Given passage:
────────

[CQ-Contest] Mode 516 Suggestions
W. Wright, W5XD
w5xd at writelog.com
Sun Jul 8 03:50:58 EDT 2001
The technology that interconnects devices of all kinds is going
to happen, with our without us. The amateur community can sit
back and watch it happen while making misrepresentations to itself
about how it threatens the way things are, or it can do what it
traditionally did--be there. I for one owe my professional career
to the hands-on abilities I got in my ham radio activities, and
so am unable to let Paul's comment go unchallenged.
To be specific about the implications of computer interconnect
for amateur gear: an ethernet connection on a piece of ham
equipment (or any other high speed digital connection) in
no way threatens a takeover by the feared "wirrios". Instead,
it will make all the things we do now cheaper, faster, and
more accessible. Granted these improvements will cause further
change, and not everyone is going to like the result. But do
we really think that amateur radio operators are going to
quit bouncing signals off the ionosphere just because its
easier and cheaper to do ADSL to the local ISP? Of course
the answer is yes! But those folks are not "amateur radio
operators" any more, they have become internet enthusiasts
and have left the radio waves to those of us that want to
continue to use them.

────────

Record set:
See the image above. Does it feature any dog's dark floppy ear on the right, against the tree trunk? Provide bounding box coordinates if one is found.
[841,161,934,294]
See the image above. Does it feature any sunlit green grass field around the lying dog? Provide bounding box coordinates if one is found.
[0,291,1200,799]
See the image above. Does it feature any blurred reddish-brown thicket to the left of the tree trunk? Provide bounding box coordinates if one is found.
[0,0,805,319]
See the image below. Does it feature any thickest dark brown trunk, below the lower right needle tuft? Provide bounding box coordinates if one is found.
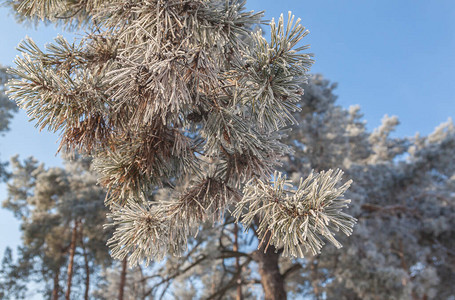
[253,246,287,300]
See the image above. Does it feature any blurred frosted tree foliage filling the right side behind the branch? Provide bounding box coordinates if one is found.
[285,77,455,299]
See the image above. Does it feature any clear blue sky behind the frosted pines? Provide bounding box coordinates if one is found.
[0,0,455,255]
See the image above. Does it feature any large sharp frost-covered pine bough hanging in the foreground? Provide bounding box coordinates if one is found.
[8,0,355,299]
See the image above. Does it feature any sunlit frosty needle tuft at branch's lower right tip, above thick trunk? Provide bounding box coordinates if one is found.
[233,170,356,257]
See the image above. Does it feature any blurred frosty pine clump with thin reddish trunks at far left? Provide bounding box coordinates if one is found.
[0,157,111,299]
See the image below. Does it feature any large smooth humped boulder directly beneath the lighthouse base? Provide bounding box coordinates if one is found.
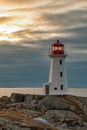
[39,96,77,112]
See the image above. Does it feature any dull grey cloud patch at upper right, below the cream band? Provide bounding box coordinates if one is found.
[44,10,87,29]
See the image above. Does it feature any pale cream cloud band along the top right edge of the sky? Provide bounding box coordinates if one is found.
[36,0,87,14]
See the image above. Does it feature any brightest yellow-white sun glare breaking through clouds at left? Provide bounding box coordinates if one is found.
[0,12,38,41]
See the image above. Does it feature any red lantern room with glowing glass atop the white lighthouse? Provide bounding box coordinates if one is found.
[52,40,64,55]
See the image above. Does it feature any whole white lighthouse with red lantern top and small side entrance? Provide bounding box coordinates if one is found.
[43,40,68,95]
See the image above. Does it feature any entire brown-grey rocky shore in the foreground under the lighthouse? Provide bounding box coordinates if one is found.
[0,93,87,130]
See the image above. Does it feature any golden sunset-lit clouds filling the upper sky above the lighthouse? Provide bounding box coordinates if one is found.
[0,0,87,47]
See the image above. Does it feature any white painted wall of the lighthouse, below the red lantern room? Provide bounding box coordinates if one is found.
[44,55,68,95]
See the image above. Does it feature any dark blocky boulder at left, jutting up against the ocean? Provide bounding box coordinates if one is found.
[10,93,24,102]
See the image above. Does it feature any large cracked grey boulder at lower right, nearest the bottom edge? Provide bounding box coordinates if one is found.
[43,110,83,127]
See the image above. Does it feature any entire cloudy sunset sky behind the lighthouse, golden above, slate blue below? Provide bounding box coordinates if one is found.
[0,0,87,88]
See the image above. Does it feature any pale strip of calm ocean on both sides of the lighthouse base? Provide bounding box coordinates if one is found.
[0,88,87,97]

────────

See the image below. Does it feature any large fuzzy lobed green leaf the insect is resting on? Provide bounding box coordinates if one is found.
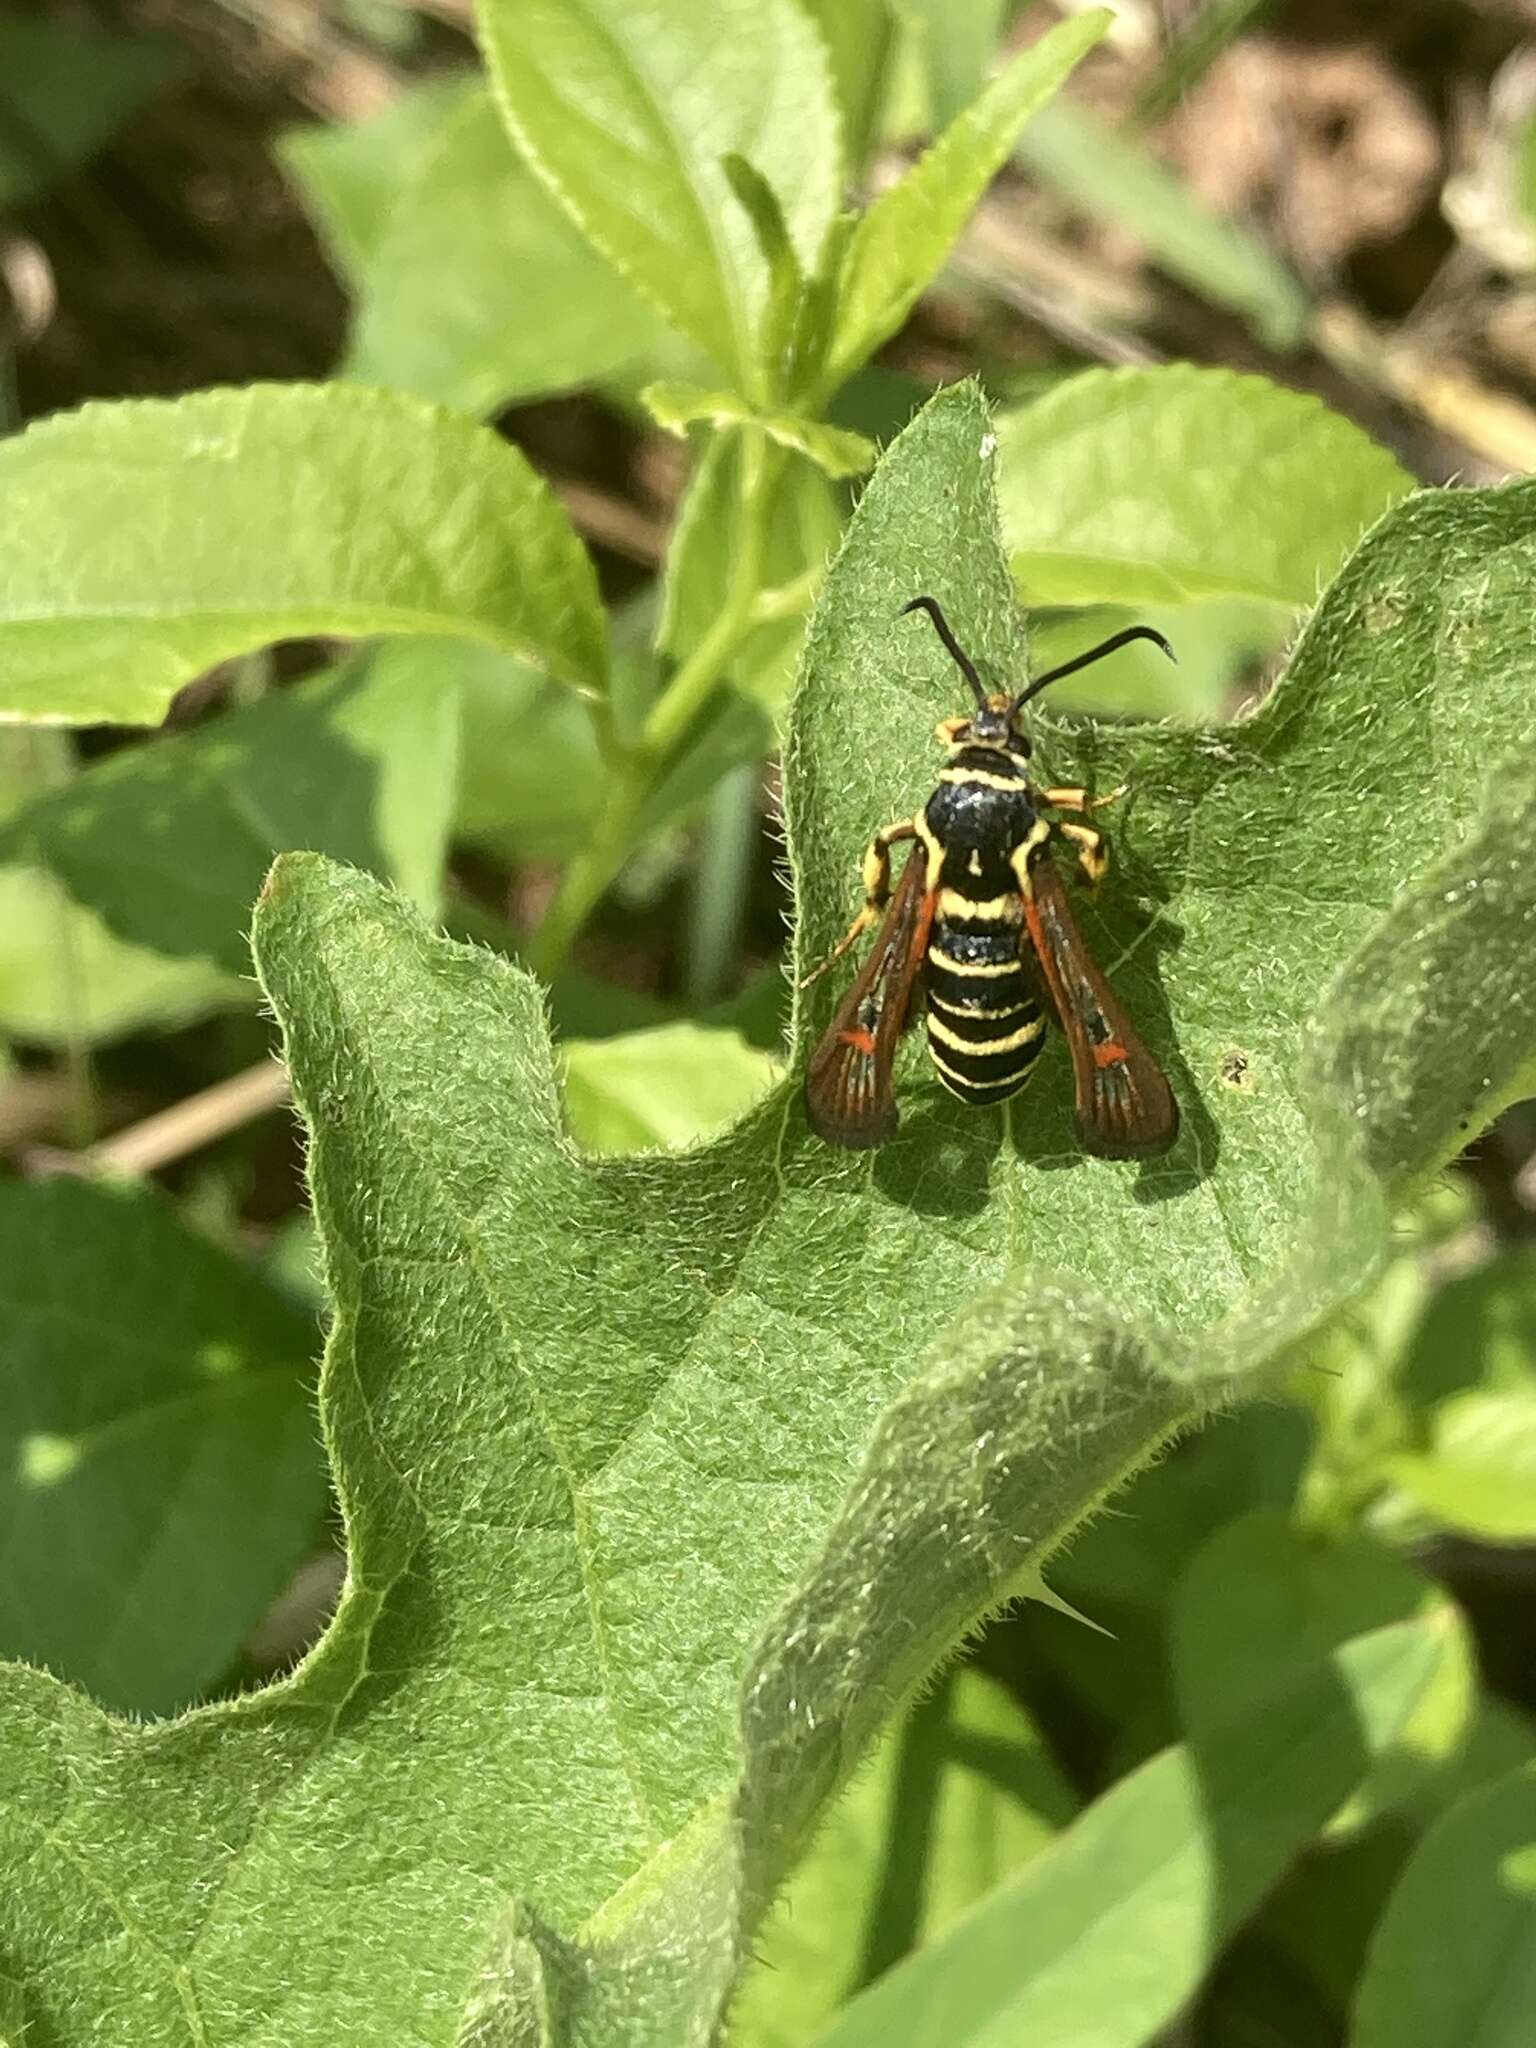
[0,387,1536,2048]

────────

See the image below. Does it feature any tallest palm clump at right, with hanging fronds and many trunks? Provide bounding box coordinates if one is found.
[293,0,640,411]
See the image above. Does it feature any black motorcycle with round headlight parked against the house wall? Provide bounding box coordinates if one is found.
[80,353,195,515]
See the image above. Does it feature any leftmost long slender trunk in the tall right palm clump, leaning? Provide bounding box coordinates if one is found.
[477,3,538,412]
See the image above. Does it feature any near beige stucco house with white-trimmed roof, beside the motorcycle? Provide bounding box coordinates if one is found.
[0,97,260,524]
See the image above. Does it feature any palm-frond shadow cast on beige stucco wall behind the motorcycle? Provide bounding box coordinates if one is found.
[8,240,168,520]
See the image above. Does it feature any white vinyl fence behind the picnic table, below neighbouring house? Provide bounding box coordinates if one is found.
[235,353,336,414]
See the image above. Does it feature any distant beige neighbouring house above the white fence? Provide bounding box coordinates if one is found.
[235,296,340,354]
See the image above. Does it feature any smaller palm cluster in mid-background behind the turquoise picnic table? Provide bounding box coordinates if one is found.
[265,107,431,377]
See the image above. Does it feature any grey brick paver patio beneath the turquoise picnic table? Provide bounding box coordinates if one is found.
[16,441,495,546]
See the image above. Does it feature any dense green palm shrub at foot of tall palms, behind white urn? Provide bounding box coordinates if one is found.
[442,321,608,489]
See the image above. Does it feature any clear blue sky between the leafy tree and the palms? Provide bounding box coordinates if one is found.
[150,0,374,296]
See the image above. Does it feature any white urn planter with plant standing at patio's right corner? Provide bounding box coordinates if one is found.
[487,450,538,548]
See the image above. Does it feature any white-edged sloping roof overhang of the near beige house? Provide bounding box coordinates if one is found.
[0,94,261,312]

────────

Directions: Duplicate the section of the ham radio post between "To be specific" and "to use them.", inclusive. The items have nothing to do with what comes next.

Written response:
To be specific about the implications of computer interconnect
for amateur gear: an ethernet connection on a piece of ham
equipment (or any other high speed digital connection) in
no way threatens a takeover by the feared "wirrios". Instead,
it will make all the things we do now cheaper, faster, and
more accessible. Granted these improvements will cause further
change, and not everyone is going to like the result. But do
we really think that amateur radio operators are going to
quit bouncing signals off the ionosphere just because its
easier and cheaper to do ADSL to the local ISP? Of course
the answer is yes! But those folks are not "amateur radio
operators" any more, they have become internet enthusiasts
and have left the radio waves to those of us that want to
continue to use them.